(QUOTED PASSAGE)
Jan. 16, 2008 —
An Iraqi Police color guard prepares to lead the graduating class of the Kirkuk Police Academy Jan. 9. (Photo by Staff Sgt. Margaret C. Nelson)
KIRKUK, Iraq (Jan. 14, 2008) — A total of 1,325 Iraqi Police recruits graduated Jan. 9 during a ceremony at the Kirkuk Police Academy in northeastern Iraq.
In concert with Iraq’s Emergency Services Recognition Day celebration, the IPs conducted a pass-in-review in front of their senior leadership representing Iraq’s Police Force, Army, Emergency Services, and other departments within the Ministry of Interior and Ministry of Defense. Kirkuk’s city and provincial government officials were also in attendance.
The Iraqi Anthem kicked off the event followed by a moment of silence to recognize the "men and women who have sacrificed their lives in an effort to establish and maintain security here," according to an IP official at the ceremony.
"You are graduating from one of the best training centers in the country," Gen. Jamal Thaker Baker, Kirkuk provincial director of police said. "You are heroes. You will now join your brothers in the Iraqi Police to keep the security and stability of our province."
Senior military leadership from the 1st Brigade, 10th Mountain Division were also on hand to show their support.
"You have chosen a noble profession…you are heroes to the people of the Kirkuk province and to your country," Col. David Paschal, commander, 1st Brigade, 10th Mountain Division said.
(End QUOTED PASSAGE)
(EXCERPTED RECORDS)
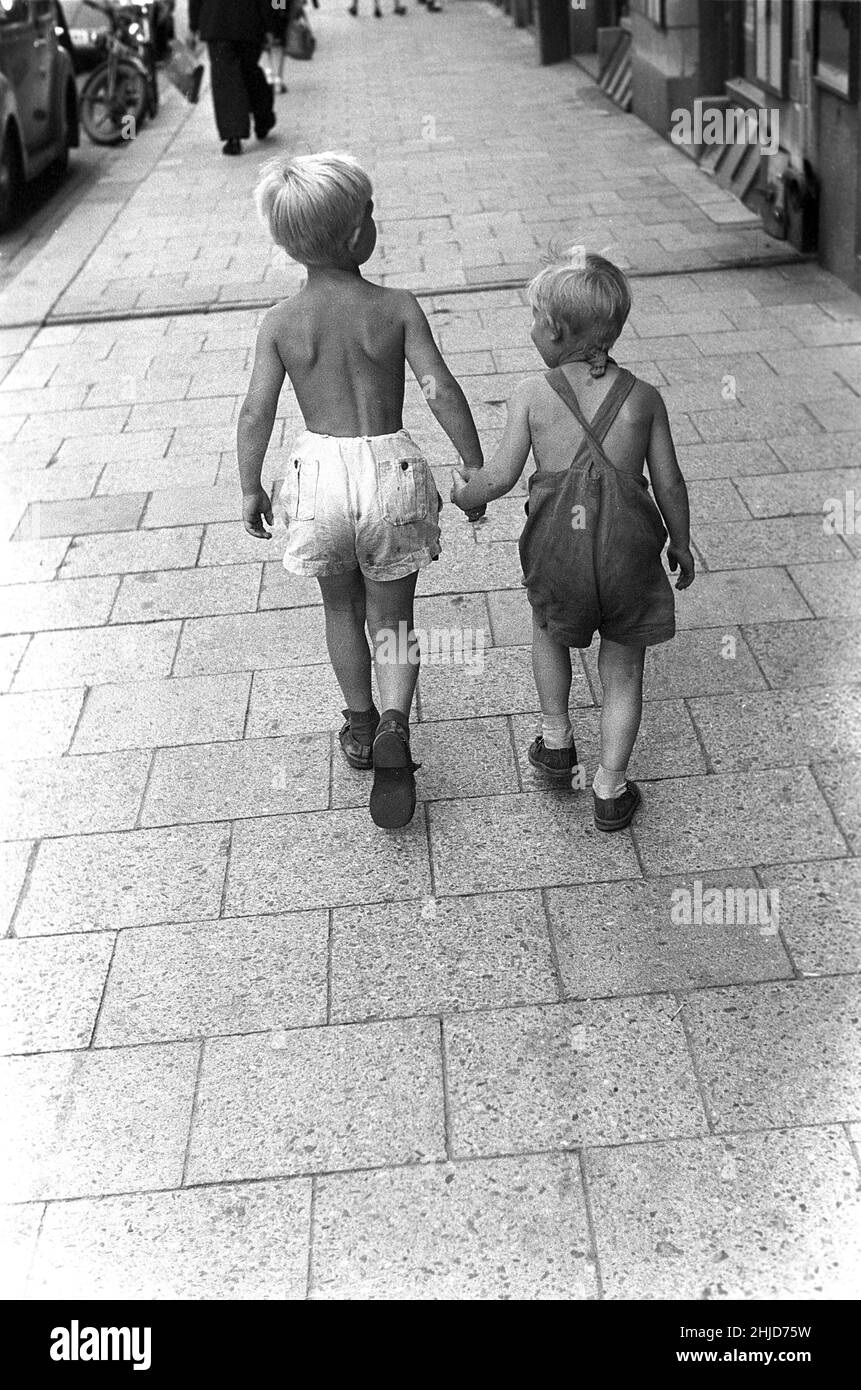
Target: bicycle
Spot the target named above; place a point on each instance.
(123, 91)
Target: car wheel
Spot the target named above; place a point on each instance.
(11, 182)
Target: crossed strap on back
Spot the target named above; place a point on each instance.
(594, 431)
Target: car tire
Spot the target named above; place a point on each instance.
(11, 181)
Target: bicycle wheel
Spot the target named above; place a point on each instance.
(106, 107)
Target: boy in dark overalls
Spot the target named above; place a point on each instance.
(591, 544)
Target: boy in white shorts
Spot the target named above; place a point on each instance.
(360, 501)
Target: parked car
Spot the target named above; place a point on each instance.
(38, 99)
(88, 29)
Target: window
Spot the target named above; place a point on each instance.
(835, 39)
(767, 42)
(14, 11)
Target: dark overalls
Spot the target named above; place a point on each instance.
(593, 538)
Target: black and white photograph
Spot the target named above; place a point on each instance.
(430, 663)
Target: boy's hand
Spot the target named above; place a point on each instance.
(256, 509)
(680, 559)
(459, 494)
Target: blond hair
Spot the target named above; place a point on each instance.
(312, 203)
(586, 295)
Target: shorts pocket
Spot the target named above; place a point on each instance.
(404, 489)
(302, 489)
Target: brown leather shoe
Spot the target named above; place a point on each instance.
(616, 812)
(557, 762)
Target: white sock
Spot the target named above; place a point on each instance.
(557, 731)
(609, 781)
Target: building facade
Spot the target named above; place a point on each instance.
(764, 93)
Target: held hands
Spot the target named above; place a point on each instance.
(680, 559)
(256, 509)
(466, 495)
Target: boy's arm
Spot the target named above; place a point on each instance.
(505, 467)
(671, 494)
(253, 431)
(441, 391)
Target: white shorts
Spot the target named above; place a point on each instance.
(366, 503)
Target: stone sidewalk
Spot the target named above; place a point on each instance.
(256, 1047)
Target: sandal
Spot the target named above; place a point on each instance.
(359, 751)
(394, 792)
(616, 812)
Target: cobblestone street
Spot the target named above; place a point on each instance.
(253, 1045)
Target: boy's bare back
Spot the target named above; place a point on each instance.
(555, 434)
(344, 352)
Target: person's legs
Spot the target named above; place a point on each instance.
(390, 622)
(390, 605)
(621, 672)
(344, 608)
(554, 749)
(259, 92)
(230, 99)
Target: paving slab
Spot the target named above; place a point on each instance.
(91, 1123)
(182, 710)
(239, 975)
(92, 656)
(283, 863)
(252, 777)
(779, 729)
(842, 787)
(500, 683)
(316, 1100)
(50, 991)
(774, 541)
(778, 1054)
(98, 883)
(527, 841)
(794, 655)
(301, 699)
(251, 641)
(512, 1228)
(38, 724)
(637, 937)
(14, 861)
(64, 603)
(130, 552)
(819, 913)
(701, 822)
(436, 955)
(564, 1075)
(760, 1216)
(239, 1240)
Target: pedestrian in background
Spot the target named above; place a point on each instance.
(399, 9)
(235, 34)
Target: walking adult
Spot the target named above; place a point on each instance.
(235, 34)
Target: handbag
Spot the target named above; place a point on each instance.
(301, 42)
(184, 70)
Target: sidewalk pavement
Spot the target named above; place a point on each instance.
(256, 1047)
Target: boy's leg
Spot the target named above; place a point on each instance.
(390, 623)
(390, 620)
(621, 672)
(344, 603)
(554, 748)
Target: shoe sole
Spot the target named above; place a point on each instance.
(608, 826)
(392, 802)
(550, 772)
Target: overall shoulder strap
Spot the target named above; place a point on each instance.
(596, 430)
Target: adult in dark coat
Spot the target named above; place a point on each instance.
(235, 32)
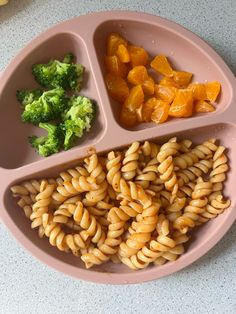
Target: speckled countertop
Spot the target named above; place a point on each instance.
(207, 286)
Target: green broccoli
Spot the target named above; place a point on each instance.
(77, 119)
(26, 97)
(82, 107)
(50, 144)
(55, 73)
(47, 107)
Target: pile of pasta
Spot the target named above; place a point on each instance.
(135, 206)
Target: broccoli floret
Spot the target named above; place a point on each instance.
(72, 130)
(57, 73)
(50, 144)
(81, 107)
(27, 96)
(47, 107)
(77, 119)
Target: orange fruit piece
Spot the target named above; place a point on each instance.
(203, 106)
(137, 75)
(117, 87)
(182, 105)
(160, 112)
(113, 42)
(138, 55)
(148, 86)
(135, 98)
(114, 65)
(199, 91)
(127, 117)
(148, 108)
(161, 65)
(212, 90)
(123, 54)
(182, 78)
(165, 93)
(168, 81)
(139, 114)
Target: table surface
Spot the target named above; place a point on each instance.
(207, 286)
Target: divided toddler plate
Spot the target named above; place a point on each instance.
(85, 36)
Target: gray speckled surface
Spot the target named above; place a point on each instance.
(209, 285)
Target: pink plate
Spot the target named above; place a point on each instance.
(86, 36)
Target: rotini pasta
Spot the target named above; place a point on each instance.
(135, 206)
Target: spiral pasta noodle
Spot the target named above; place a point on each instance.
(130, 162)
(135, 206)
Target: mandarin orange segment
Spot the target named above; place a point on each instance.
(199, 91)
(182, 105)
(168, 81)
(165, 93)
(114, 65)
(123, 54)
(137, 75)
(135, 98)
(138, 55)
(113, 42)
(139, 114)
(182, 78)
(161, 65)
(148, 108)
(127, 117)
(148, 86)
(203, 106)
(212, 90)
(160, 112)
(117, 87)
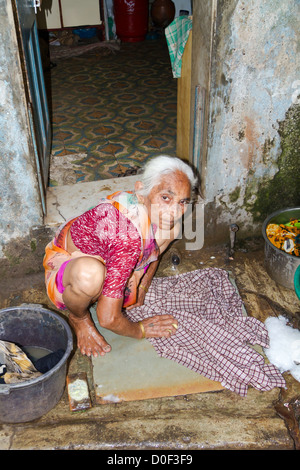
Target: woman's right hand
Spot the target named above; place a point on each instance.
(160, 326)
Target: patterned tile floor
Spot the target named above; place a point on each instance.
(112, 112)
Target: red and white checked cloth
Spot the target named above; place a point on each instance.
(213, 335)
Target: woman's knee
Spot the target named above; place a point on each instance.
(85, 274)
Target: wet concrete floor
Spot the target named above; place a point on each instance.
(215, 420)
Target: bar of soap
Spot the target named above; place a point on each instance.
(78, 392)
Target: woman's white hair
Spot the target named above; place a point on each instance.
(164, 165)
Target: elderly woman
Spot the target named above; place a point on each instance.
(110, 253)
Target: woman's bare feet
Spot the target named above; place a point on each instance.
(89, 340)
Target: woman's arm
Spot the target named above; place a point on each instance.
(145, 284)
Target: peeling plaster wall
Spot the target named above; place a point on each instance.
(20, 206)
(255, 85)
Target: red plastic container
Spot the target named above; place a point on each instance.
(131, 19)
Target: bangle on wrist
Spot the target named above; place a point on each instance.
(143, 329)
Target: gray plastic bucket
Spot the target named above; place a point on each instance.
(33, 325)
(280, 266)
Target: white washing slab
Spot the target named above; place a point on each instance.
(65, 202)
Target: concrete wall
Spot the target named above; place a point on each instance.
(252, 162)
(20, 206)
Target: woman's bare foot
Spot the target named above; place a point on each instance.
(89, 340)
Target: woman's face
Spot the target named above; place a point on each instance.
(168, 201)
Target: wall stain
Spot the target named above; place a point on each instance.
(283, 190)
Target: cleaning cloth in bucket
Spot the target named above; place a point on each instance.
(177, 34)
(15, 365)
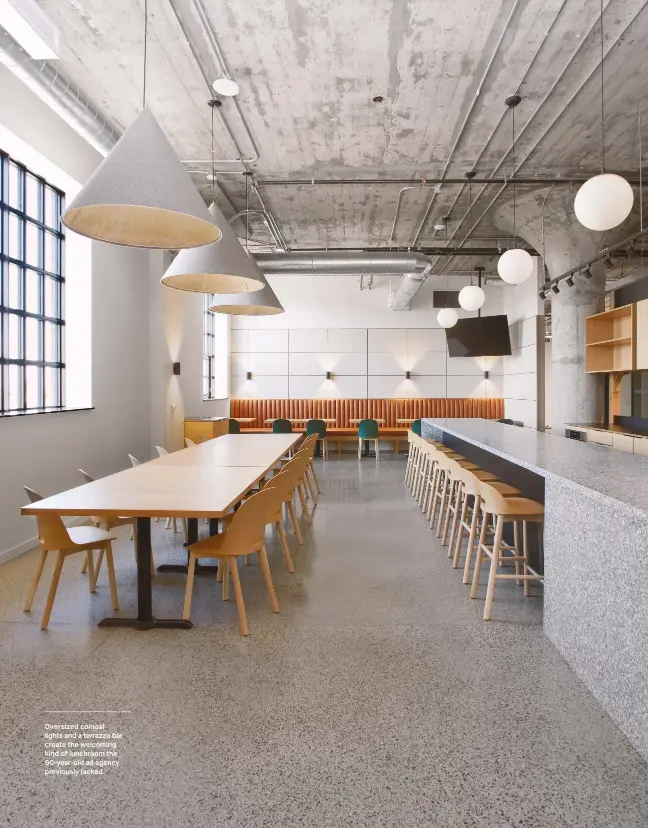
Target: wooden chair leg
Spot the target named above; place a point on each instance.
(295, 522)
(191, 573)
(267, 577)
(480, 556)
(226, 565)
(35, 580)
(284, 546)
(93, 571)
(304, 505)
(110, 563)
(492, 575)
(52, 593)
(471, 538)
(238, 594)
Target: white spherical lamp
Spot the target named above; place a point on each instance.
(515, 266)
(447, 317)
(471, 297)
(603, 202)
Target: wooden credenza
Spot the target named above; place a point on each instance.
(End EXCERPTED RECORDS)
■ **WHAT YOU WILL DO**
1) Translate this sentence from the police academy article into Spanish: "Senior military leadership from the 1st Brigade, 10th Mountain Division were also on hand to show their support."
2) Rewrite a passage of the police academy article, replacing "color guard" with "honor guard". Begin at the words "Jan. 16, 2008" and stop after "Margaret C. Nelson)".

■ **TASK-BY-TASK RESULTS**
1) Los altos mandos militares de la 1.ª Brigada de la 10.ª División de Montaña también estuvieron presentes para mostrar su apoyo.

2)
Jan. 16, 2008 —
An Iraqi Police honor guard prepares to lead the graduating class of the Kirkuk Police Academy Jan. 9. (Photo by Staff Sgt. Margaret C. Nelson)